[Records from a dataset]
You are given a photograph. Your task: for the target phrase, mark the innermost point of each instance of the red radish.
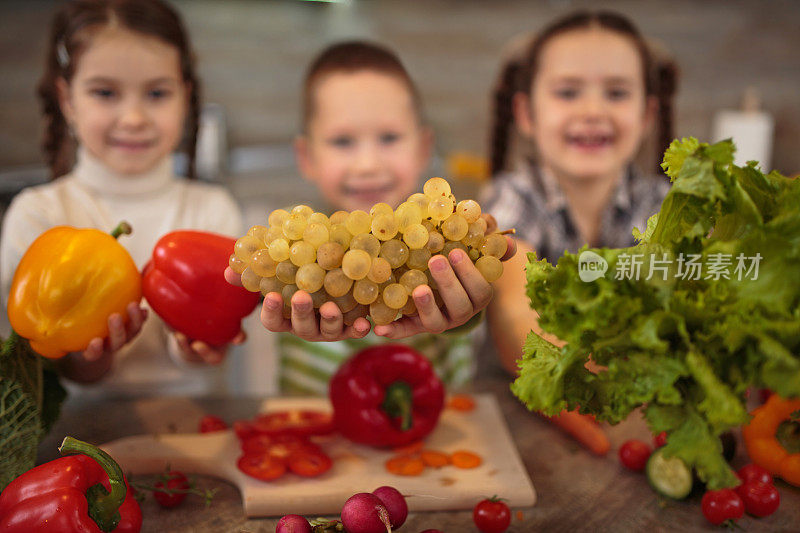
(365, 513)
(292, 523)
(395, 504)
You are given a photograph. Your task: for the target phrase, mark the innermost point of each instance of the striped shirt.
(534, 205)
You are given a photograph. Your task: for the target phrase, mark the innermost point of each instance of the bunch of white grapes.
(367, 263)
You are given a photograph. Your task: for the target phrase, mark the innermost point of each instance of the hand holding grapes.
(322, 276)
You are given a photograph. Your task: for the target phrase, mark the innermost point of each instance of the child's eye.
(341, 141)
(389, 138)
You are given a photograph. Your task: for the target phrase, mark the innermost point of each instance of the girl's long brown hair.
(516, 75)
(70, 33)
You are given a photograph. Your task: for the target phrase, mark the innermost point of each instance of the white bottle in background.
(750, 128)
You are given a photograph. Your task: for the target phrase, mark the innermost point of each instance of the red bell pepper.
(85, 493)
(185, 286)
(386, 396)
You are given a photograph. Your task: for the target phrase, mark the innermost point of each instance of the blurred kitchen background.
(252, 55)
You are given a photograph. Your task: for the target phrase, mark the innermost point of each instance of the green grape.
(259, 232)
(236, 264)
(339, 217)
(439, 209)
(274, 232)
(286, 271)
(356, 263)
(301, 253)
(380, 270)
(449, 246)
(355, 313)
(408, 214)
(319, 298)
(287, 293)
(422, 201)
(279, 250)
(262, 264)
(413, 279)
(277, 218)
(294, 226)
(395, 296)
(302, 210)
(340, 234)
(490, 267)
(455, 227)
(329, 255)
(395, 252)
(365, 291)
(358, 222)
(436, 187)
(319, 218)
(384, 226)
(418, 259)
(495, 245)
(310, 277)
(381, 313)
(367, 242)
(250, 280)
(435, 242)
(246, 246)
(345, 302)
(269, 285)
(315, 234)
(381, 208)
(336, 283)
(469, 209)
(416, 236)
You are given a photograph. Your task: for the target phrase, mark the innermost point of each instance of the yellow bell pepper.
(67, 284)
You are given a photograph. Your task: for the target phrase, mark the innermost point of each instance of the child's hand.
(464, 290)
(200, 352)
(93, 363)
(304, 323)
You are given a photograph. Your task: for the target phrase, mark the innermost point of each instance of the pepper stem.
(103, 505)
(123, 228)
(397, 403)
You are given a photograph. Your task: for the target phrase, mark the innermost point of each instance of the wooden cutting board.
(356, 468)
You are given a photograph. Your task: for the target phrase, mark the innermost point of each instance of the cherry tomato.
(175, 481)
(753, 472)
(210, 423)
(309, 463)
(491, 516)
(302, 423)
(721, 505)
(634, 454)
(760, 499)
(262, 466)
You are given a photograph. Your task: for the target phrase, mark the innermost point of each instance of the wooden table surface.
(576, 490)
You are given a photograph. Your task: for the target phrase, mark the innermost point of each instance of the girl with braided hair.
(119, 94)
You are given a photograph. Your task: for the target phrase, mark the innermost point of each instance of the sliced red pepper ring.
(262, 466)
(304, 423)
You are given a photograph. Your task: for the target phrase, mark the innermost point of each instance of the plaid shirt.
(535, 206)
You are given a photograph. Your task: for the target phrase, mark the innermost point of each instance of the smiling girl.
(119, 94)
(585, 93)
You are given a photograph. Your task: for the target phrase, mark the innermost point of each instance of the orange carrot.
(434, 458)
(461, 402)
(584, 429)
(404, 465)
(465, 459)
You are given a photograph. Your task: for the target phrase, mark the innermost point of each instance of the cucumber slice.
(669, 477)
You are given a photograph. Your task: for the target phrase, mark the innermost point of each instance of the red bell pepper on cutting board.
(386, 395)
(185, 286)
(85, 493)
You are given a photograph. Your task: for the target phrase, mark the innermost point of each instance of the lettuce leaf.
(685, 344)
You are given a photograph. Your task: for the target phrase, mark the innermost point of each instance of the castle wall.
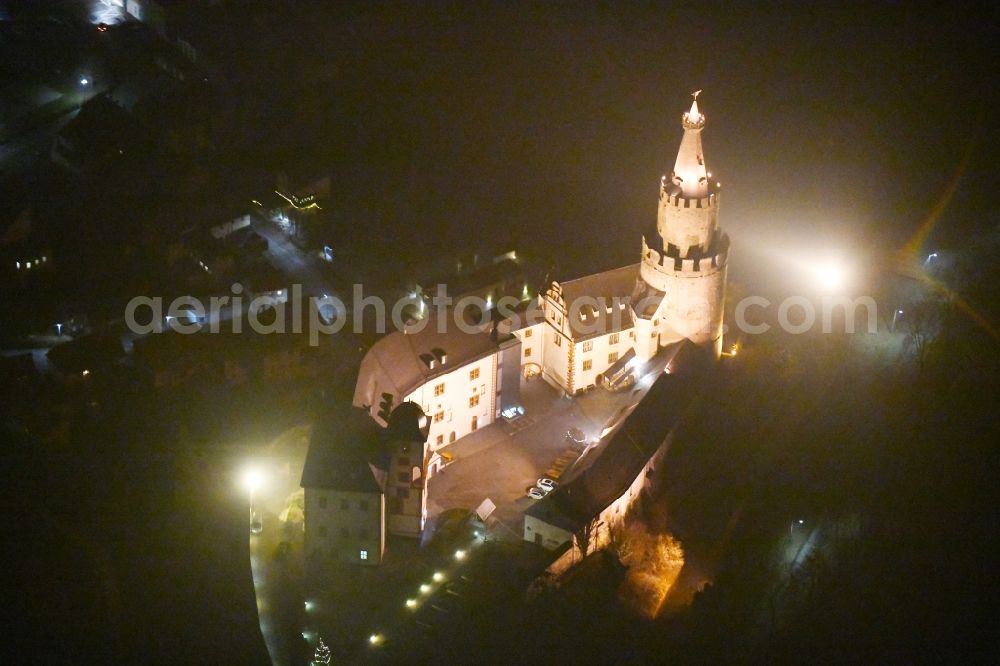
(693, 305)
(467, 399)
(344, 525)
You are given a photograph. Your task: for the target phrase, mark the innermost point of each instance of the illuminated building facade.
(597, 327)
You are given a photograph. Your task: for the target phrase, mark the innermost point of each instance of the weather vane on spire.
(693, 119)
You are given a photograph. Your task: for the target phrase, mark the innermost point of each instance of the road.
(278, 578)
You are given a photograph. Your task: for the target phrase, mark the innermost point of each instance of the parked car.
(256, 523)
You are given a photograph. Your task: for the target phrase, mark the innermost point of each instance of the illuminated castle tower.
(682, 276)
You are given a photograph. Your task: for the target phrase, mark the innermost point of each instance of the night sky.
(550, 125)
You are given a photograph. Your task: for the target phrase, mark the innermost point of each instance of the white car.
(256, 523)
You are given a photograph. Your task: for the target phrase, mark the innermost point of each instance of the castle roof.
(341, 450)
(400, 362)
(690, 174)
(628, 447)
(609, 289)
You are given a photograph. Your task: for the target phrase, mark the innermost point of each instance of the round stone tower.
(683, 271)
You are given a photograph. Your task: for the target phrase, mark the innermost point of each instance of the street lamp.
(252, 481)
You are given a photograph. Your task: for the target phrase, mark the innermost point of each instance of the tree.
(322, 654)
(921, 323)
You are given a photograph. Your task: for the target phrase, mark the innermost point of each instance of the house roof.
(600, 289)
(629, 447)
(340, 450)
(348, 449)
(400, 362)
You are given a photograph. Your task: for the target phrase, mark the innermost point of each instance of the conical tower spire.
(690, 174)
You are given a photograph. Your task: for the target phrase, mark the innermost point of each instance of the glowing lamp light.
(252, 479)
(831, 276)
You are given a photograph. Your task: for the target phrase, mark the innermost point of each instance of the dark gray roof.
(342, 449)
(631, 445)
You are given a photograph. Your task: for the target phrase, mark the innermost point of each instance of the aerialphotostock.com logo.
(286, 311)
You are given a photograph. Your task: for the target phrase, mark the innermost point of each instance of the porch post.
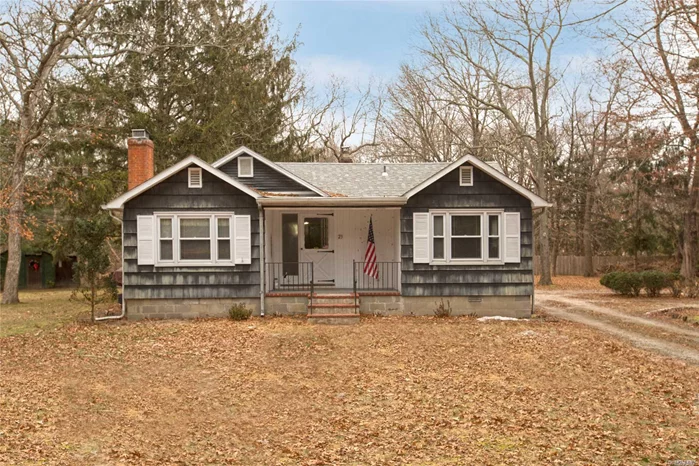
(261, 217)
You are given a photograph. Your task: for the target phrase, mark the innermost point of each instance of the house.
(290, 238)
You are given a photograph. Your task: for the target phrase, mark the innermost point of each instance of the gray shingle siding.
(471, 280)
(266, 178)
(149, 282)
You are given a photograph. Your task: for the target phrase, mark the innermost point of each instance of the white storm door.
(316, 245)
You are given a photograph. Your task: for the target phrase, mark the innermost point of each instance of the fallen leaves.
(388, 391)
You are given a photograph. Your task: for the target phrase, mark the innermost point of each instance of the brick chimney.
(140, 164)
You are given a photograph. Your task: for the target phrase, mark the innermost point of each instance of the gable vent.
(466, 176)
(195, 178)
(245, 167)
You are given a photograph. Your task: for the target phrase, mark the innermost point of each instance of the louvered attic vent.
(195, 178)
(466, 176)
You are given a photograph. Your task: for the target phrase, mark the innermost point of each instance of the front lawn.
(387, 391)
(40, 310)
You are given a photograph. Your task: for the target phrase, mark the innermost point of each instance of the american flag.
(370, 267)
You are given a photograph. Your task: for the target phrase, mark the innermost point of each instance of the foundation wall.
(508, 306)
(137, 309)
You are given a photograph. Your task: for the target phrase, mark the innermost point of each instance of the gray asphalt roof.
(365, 179)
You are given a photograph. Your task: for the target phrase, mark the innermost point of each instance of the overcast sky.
(361, 39)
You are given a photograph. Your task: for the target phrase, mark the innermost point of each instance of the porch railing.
(289, 276)
(388, 277)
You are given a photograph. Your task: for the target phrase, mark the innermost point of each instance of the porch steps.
(333, 308)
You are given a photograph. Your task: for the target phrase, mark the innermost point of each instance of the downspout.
(123, 299)
(261, 217)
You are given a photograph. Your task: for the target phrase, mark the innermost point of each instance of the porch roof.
(360, 180)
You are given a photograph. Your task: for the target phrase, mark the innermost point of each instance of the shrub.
(239, 311)
(654, 282)
(442, 310)
(626, 283)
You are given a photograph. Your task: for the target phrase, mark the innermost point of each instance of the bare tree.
(345, 124)
(510, 47)
(35, 42)
(661, 37)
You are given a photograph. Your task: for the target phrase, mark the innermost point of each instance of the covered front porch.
(321, 250)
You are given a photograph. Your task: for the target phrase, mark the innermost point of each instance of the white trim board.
(537, 201)
(119, 202)
(244, 150)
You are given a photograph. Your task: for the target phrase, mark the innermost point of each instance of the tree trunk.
(588, 269)
(544, 249)
(92, 299)
(14, 235)
(689, 249)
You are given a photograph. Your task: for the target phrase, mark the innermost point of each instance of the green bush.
(654, 282)
(239, 312)
(626, 283)
(442, 310)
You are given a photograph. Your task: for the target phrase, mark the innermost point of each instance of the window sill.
(467, 262)
(195, 264)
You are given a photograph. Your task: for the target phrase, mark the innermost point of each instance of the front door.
(317, 246)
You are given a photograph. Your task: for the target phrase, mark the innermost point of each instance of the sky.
(356, 40)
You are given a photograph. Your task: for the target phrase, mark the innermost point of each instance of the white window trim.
(213, 239)
(461, 177)
(484, 260)
(189, 177)
(252, 167)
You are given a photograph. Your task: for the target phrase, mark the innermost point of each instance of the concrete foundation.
(137, 309)
(508, 306)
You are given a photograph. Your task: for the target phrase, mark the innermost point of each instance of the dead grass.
(388, 391)
(572, 282)
(39, 310)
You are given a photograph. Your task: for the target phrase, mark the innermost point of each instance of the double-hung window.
(194, 239)
(465, 237)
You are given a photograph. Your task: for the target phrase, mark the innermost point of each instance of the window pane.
(316, 233)
(195, 249)
(466, 225)
(438, 248)
(494, 248)
(166, 250)
(224, 228)
(466, 248)
(166, 228)
(493, 225)
(438, 228)
(224, 249)
(194, 228)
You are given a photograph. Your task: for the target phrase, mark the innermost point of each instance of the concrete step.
(332, 308)
(334, 299)
(334, 319)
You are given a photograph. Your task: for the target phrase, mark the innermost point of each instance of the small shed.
(38, 270)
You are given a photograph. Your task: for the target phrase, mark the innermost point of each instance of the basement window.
(245, 167)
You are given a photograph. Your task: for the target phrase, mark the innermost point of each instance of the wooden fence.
(575, 265)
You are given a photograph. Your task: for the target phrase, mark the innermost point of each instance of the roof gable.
(537, 201)
(244, 151)
(119, 202)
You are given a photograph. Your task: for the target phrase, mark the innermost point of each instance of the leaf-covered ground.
(388, 391)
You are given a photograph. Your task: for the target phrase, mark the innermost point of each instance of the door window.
(315, 233)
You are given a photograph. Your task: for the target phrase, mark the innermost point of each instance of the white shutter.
(512, 238)
(421, 238)
(243, 242)
(145, 233)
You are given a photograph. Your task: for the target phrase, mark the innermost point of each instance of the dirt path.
(665, 346)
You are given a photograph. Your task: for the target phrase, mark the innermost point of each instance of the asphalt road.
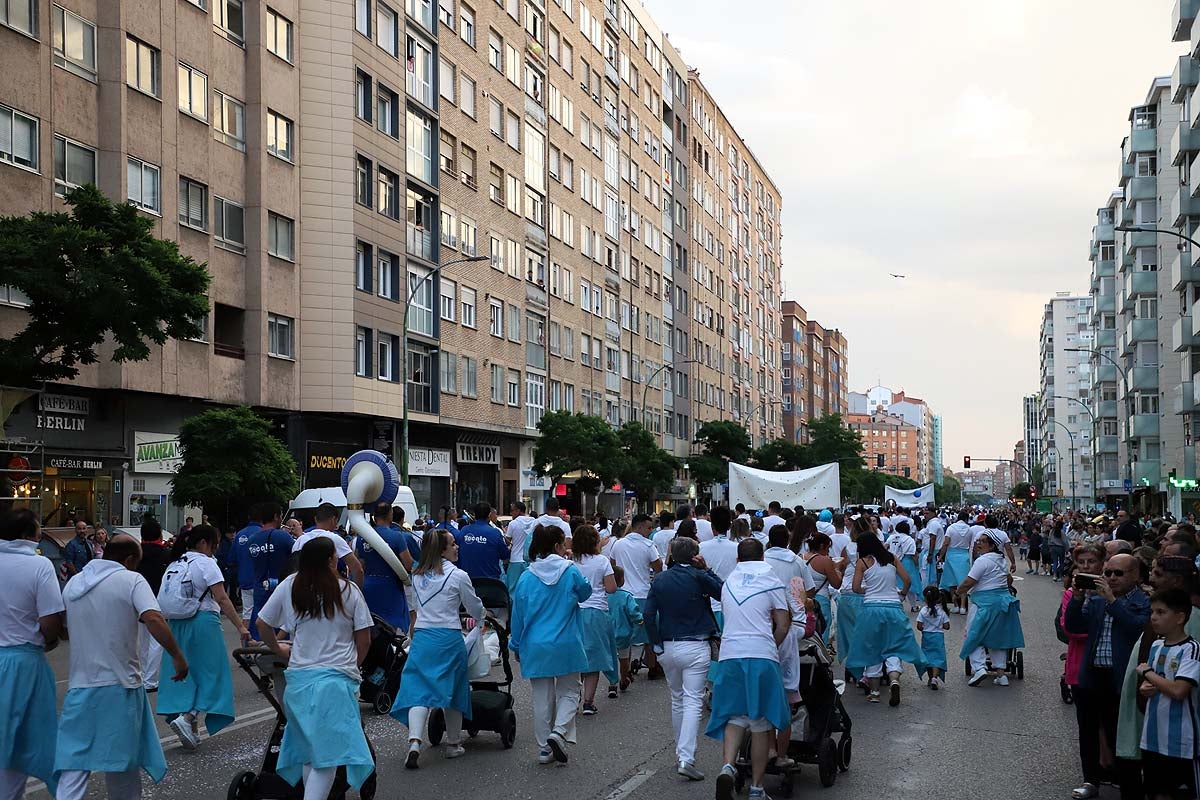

TASK INSTRUCTIONS: Show every line of the records that contains the word "concrete".

PROBLEM SOLUTION:
You are given a photograph. Your task: for the target phrase, mark the innermost point of each instance of the concrete foundation.
You are given a photograph. Your task: for the target phrase, mark the innermost point of each instance of the concrete step.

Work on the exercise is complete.